**DESCRIPTION OF THE TASK**
An exact transcription of the listing, without its images, is what the answer must contain.

**EXERCISE INPUT**
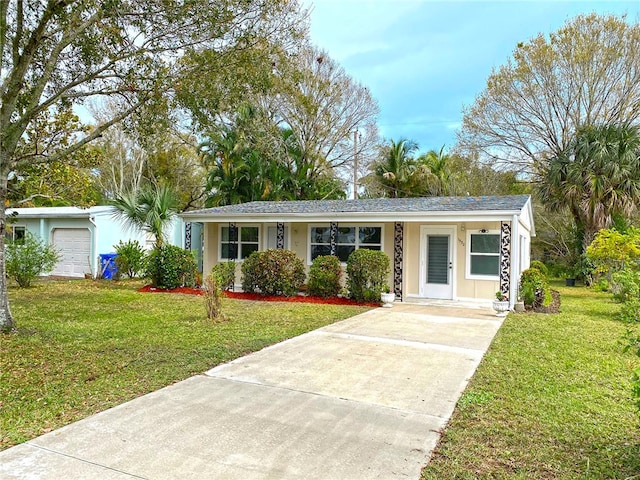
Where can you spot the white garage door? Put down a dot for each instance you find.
(74, 245)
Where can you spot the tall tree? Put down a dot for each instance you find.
(324, 107)
(595, 178)
(58, 53)
(302, 90)
(242, 169)
(586, 73)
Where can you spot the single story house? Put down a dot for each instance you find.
(82, 234)
(454, 248)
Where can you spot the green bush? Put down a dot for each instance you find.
(130, 259)
(324, 276)
(625, 285)
(540, 266)
(534, 288)
(273, 272)
(367, 274)
(28, 258)
(171, 267)
(225, 273)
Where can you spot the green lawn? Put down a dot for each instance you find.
(84, 346)
(551, 399)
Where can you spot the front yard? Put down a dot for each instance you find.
(551, 399)
(85, 346)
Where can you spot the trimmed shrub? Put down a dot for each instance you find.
(540, 266)
(367, 274)
(534, 289)
(28, 258)
(273, 272)
(324, 276)
(225, 273)
(625, 285)
(170, 267)
(130, 259)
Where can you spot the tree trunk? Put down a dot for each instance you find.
(6, 319)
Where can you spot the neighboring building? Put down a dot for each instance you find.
(81, 235)
(455, 248)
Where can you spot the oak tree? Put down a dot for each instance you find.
(586, 73)
(60, 53)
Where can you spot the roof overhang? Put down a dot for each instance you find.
(57, 212)
(351, 217)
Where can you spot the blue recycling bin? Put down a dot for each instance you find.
(108, 267)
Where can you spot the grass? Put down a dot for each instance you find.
(551, 399)
(84, 346)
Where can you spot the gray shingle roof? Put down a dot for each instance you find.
(377, 205)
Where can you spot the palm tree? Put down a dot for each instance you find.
(151, 210)
(395, 172)
(596, 178)
(435, 170)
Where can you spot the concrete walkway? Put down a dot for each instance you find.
(363, 398)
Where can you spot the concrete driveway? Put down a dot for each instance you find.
(363, 398)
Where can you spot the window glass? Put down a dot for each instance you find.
(224, 234)
(348, 239)
(237, 250)
(484, 265)
(320, 235)
(485, 243)
(370, 234)
(346, 235)
(484, 255)
(249, 234)
(343, 251)
(247, 249)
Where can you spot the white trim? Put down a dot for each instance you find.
(13, 227)
(265, 234)
(238, 259)
(340, 225)
(355, 217)
(467, 273)
(452, 231)
(515, 261)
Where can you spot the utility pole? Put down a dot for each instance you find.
(355, 164)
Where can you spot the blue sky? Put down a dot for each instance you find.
(424, 60)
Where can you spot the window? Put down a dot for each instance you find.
(272, 237)
(348, 239)
(239, 248)
(15, 233)
(484, 255)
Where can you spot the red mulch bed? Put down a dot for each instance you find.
(264, 298)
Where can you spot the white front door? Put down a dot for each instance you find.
(436, 262)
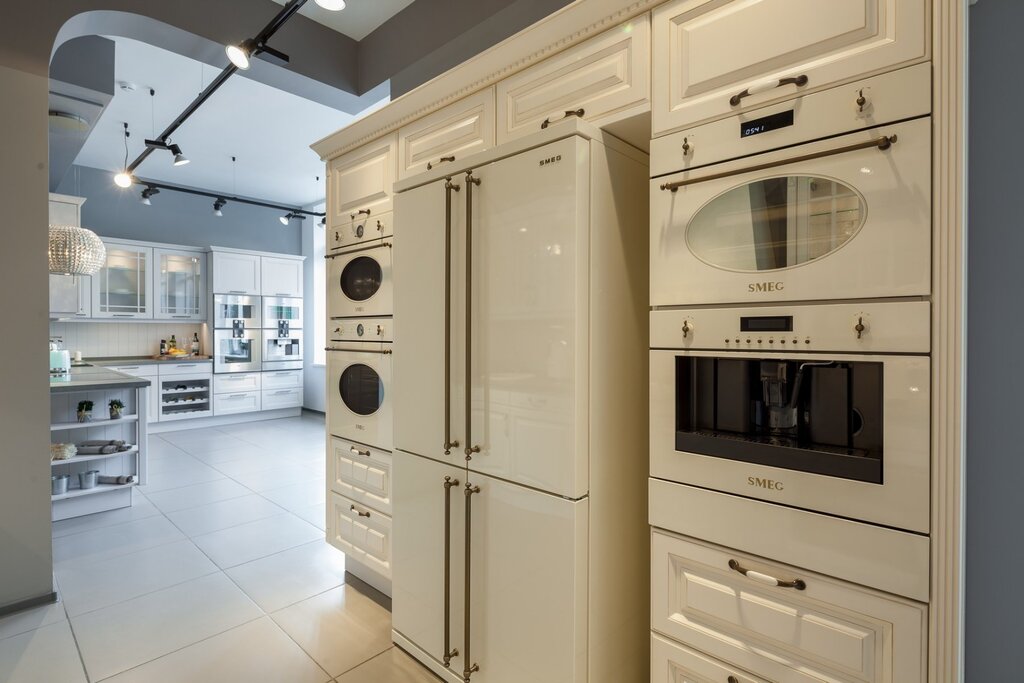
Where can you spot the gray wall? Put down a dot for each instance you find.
(995, 376)
(177, 218)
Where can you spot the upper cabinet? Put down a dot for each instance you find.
(602, 80)
(454, 132)
(180, 285)
(122, 288)
(359, 183)
(236, 273)
(282, 276)
(716, 58)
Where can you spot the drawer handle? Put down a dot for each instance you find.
(799, 81)
(765, 579)
(568, 113)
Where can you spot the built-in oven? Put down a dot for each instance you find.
(359, 381)
(229, 310)
(237, 350)
(823, 408)
(359, 282)
(818, 199)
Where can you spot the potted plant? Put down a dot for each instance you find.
(117, 406)
(85, 411)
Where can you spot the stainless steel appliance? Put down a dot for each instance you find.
(822, 408)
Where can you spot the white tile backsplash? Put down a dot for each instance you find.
(118, 339)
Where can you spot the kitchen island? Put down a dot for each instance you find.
(110, 454)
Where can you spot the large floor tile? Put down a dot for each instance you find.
(291, 575)
(340, 629)
(109, 582)
(393, 667)
(223, 514)
(122, 636)
(195, 496)
(41, 656)
(30, 620)
(255, 651)
(245, 543)
(111, 542)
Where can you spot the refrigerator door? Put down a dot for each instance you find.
(529, 317)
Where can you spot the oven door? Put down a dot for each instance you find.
(855, 444)
(359, 283)
(237, 353)
(816, 221)
(359, 392)
(282, 352)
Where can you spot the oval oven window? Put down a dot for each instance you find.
(361, 389)
(775, 223)
(361, 278)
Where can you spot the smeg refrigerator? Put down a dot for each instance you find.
(520, 542)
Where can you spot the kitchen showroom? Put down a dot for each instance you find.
(506, 342)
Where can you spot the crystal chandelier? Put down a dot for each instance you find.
(75, 251)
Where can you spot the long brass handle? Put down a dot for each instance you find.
(449, 443)
(468, 669)
(765, 579)
(470, 449)
(799, 81)
(449, 651)
(882, 143)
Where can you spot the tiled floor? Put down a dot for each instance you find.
(219, 571)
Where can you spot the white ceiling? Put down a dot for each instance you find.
(268, 130)
(357, 19)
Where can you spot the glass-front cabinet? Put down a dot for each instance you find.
(179, 284)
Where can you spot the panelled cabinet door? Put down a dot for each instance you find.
(361, 181)
(715, 58)
(607, 77)
(442, 137)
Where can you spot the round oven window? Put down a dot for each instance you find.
(361, 278)
(361, 389)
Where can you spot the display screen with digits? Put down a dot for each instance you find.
(765, 124)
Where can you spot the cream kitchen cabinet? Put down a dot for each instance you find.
(716, 58)
(359, 183)
(454, 132)
(604, 79)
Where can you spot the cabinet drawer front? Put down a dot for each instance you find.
(361, 180)
(366, 537)
(285, 379)
(829, 630)
(278, 398)
(606, 76)
(361, 473)
(237, 383)
(456, 131)
(672, 663)
(707, 53)
(229, 403)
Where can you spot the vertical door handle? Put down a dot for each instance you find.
(449, 651)
(470, 447)
(469, 669)
(449, 443)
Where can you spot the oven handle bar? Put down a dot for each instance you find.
(882, 143)
(765, 579)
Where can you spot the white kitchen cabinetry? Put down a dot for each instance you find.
(444, 136)
(604, 79)
(281, 276)
(359, 183)
(180, 284)
(803, 628)
(123, 288)
(236, 273)
(715, 58)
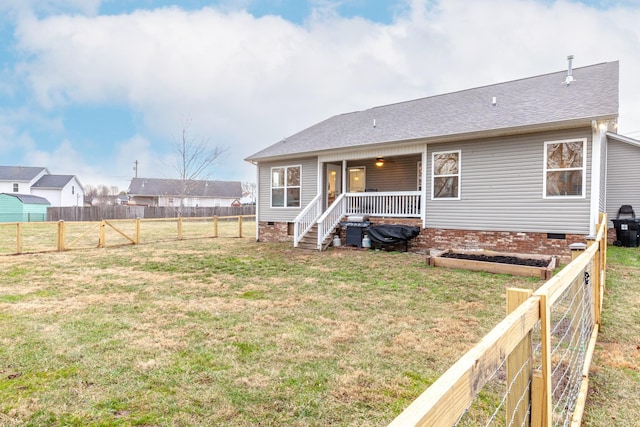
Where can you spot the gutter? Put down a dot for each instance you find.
(487, 133)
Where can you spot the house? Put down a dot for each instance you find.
(59, 190)
(523, 166)
(22, 208)
(175, 192)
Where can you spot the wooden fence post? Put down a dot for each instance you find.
(594, 276)
(537, 389)
(518, 377)
(103, 234)
(543, 395)
(61, 235)
(19, 238)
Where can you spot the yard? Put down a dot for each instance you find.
(228, 332)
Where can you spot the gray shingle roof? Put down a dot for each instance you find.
(19, 173)
(52, 181)
(173, 187)
(29, 199)
(520, 104)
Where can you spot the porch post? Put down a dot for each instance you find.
(423, 196)
(344, 176)
(321, 184)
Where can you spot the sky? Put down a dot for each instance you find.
(90, 87)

**RESULT OF THE TASK**
Where can you spot the white garage door? Put down a dot for each instance you find.
(74, 245)
Where can you spot the tall tree? Put down a dot for each instance you find.
(324, 107)
(595, 178)
(58, 53)
(302, 90)
(242, 169)
(586, 73)
Where can you spot the single story house? Put down a dot for each instance you find.
(82, 234)
(454, 248)
Where can you spot the green bush? Put down a dot for each instance you find.
(130, 259)
(324, 276)
(625, 285)
(540, 266)
(534, 288)
(273, 272)
(367, 274)
(28, 258)
(171, 267)
(225, 273)
Where can you spot the green lawn? Put down a dot for each instance you find.
(84, 346)
(551, 399)
Where can you spot the front yard? Put down a dot for each instance you find.
(551, 399)
(85, 346)
Where can you spot the trimmed shrub? Put down a dot for each instance you find.
(540, 266)
(367, 274)
(534, 289)
(28, 258)
(273, 272)
(324, 276)
(225, 273)
(625, 285)
(170, 267)
(130, 259)
Where can you spot the tree trunk? Put down a dot for each instance you find.
(6, 319)
Where can you spot the neighboring building? Put down a dot for each instance you find.
(81, 235)
(455, 248)
Where can you spot the oak tree? Put down a dot for each instance you find.
(586, 73)
(60, 53)
Where can you spot the roof overhang? Put down a dot for each instance you find.
(57, 212)
(351, 217)
Where can you spot the blue recycling bin? Put down a dot for each instance you find.
(108, 267)
Where can you spot the grass? Put down a dot for each instance you find.
(551, 399)
(84, 346)
Where can you spot the gray shingle roof? Put down a dot for each instance you find.
(377, 205)
Where can you spot the palm tree? Put down a dot for each instance you find.
(151, 210)
(395, 172)
(596, 178)
(435, 170)
Where can you spot the concrete walkway? Put down a dot for each instance you find.
(363, 398)
Where can you spot the concrete driveway? Put down a dot for each instance you find.
(363, 398)
Where can you spot the window glass? Put down a dot for each instance you find.
(224, 234)
(348, 239)
(237, 250)
(484, 265)
(320, 235)
(485, 243)
(370, 234)
(346, 235)
(484, 255)
(249, 234)
(343, 251)
(247, 249)
Where can you spot the white trim? Put down a dot for each instance you find.
(13, 227)
(265, 234)
(238, 259)
(340, 225)
(355, 217)
(467, 273)
(452, 231)
(515, 261)
Where can you spot the utility pole? Put down a dot for each instance you find.
(355, 164)
Where can you spot the blue sky? Put down a dot for each instance you find.
(424, 60)
Where can you spot the window? Put down a dot for each instance you find.
(272, 237)
(348, 239)
(239, 248)
(15, 233)
(484, 255)
Where can you spot the red mulch bed? Put down a dot for each instance you find.
(264, 298)
Where can you spot the white front door? Put down a dot for each instance you find.
(436, 262)
Where can you spot the gray wall? Put down a dot for each instance you find.
(995, 376)
(177, 218)
Where can you spot the upper cabinet? Put down a dot for each instance you find.
(602, 80)
(454, 132)
(180, 285)
(122, 288)
(359, 183)
(236, 273)
(282, 276)
(716, 58)
Where can you spot the drawer handle? Put down a dot for each instance you find.
(799, 81)
(765, 579)
(568, 113)
Where can you spot the built-in oven? Put down a dot for each instance you find.
(359, 381)
(229, 310)
(237, 350)
(823, 408)
(359, 282)
(818, 199)
Where can you spot the potted plant? Put down a dot for each instance you find.
(117, 406)
(85, 411)
Where can you spot the stainless steel appliance? Put down a dot for each instance you find.
(822, 408)
Where can you spot the white tile backsplash? Put down a dot for each instance you find.
(118, 339)
Where can you spot the kitchen island? Put down a dot for each instance you find.
(110, 454)
Where can you spot the large floor tile? Put down a dot for each instance you find.
(291, 575)
(340, 629)
(109, 582)
(393, 667)
(223, 514)
(122, 636)
(195, 496)
(41, 656)
(30, 620)
(255, 651)
(245, 543)
(111, 542)
Where can you spot the refrigerator door? Put down a dot for each instance you find.
(529, 317)
Where can you spot the oven door? Put down a dot for each instance you find.
(855, 444)
(359, 283)
(237, 353)
(816, 221)
(359, 392)
(282, 352)
Where can you spot the oval oven window? Put down a dot for each instance you find.
(361, 389)
(775, 223)
(361, 278)
Where can you spot the smeg refrigerator? Put down a dot for each instance you find.
(520, 542)
Where can you spot the kitchen showroom? Put down a dot for each instance you find.
(506, 342)
Where can you spot the crystal chandelier? Put down a dot for each instance you find.
(75, 251)
Where can you spot the long brass handle? Put down a dot for each instance you find.
(449, 443)
(468, 669)
(765, 579)
(470, 449)
(799, 81)
(449, 651)
(882, 143)
Where can you spot the tiled floor? Put down a dot for each instance you find.
(219, 571)
Where can you spot the white ceiling? Put down a dot for each instance you find.
(268, 130)
(357, 19)
Where can you spot the glass-front cabinet? Put down a dot for each instance you find.
(179, 284)
Where can you spot the panelled cabinet door? Put down a dot for each instance you find.
(361, 181)
(715, 58)
(607, 77)
(442, 137)
Where can you spot the round oven window? Put down a dot for each instance you find.
(361, 278)
(361, 389)
Where can you spot the display screen with digits? Put down a dot for each instance you find.
(765, 124)
Where can you spot the cream kitchen cabinet? Put down a dot for each instance you find.
(716, 58)
(359, 183)
(454, 132)
(604, 79)
Where can you spot the cabinet drawer front? Put down a dot for each instance you find.
(361, 180)
(366, 537)
(285, 379)
(829, 630)
(278, 398)
(606, 76)
(361, 473)
(237, 383)
(456, 131)
(672, 663)
(707, 53)
(229, 403)
Where can you spot the vertical door handle? Put down a dot for each instance you find.
(449, 651)
(470, 447)
(469, 669)
(449, 443)
Where can you spot the oven handle bar? Put down a dot for each instance you find.
(882, 143)
(765, 579)
Where can you spot the white kitchen cabinetry? Put down a dot for each instance you find.
(444, 136)
(604, 79)
(281, 276)
(359, 183)
(180, 284)
(803, 628)
(123, 288)
(236, 273)
(715, 58)
Where can you spot the gutter? Put down a dot for each instance you find.
(487, 133)
Where can you spot the house? Put down a dot for each instance you find.
(59, 190)
(523, 166)
(22, 208)
(175, 192)
Where can you spot the wooden fence post? Put down a dot for each instance you find.
(594, 276)
(537, 389)
(518, 377)
(103, 234)
(543, 395)
(61, 235)
(19, 238)
Where can you spot the yard? Put down a dot for each instance you find.
(228, 332)
Where can you spot the gray shingle roof? Put down a dot for each instance you find.
(19, 173)
(52, 181)
(173, 187)
(29, 199)
(520, 104)
Where can you spot the porch post? Put down a dot for each instance you find.
(423, 196)
(344, 176)
(321, 184)
Where can you spot the sky? Put down a dot for each instance you find.
(90, 87)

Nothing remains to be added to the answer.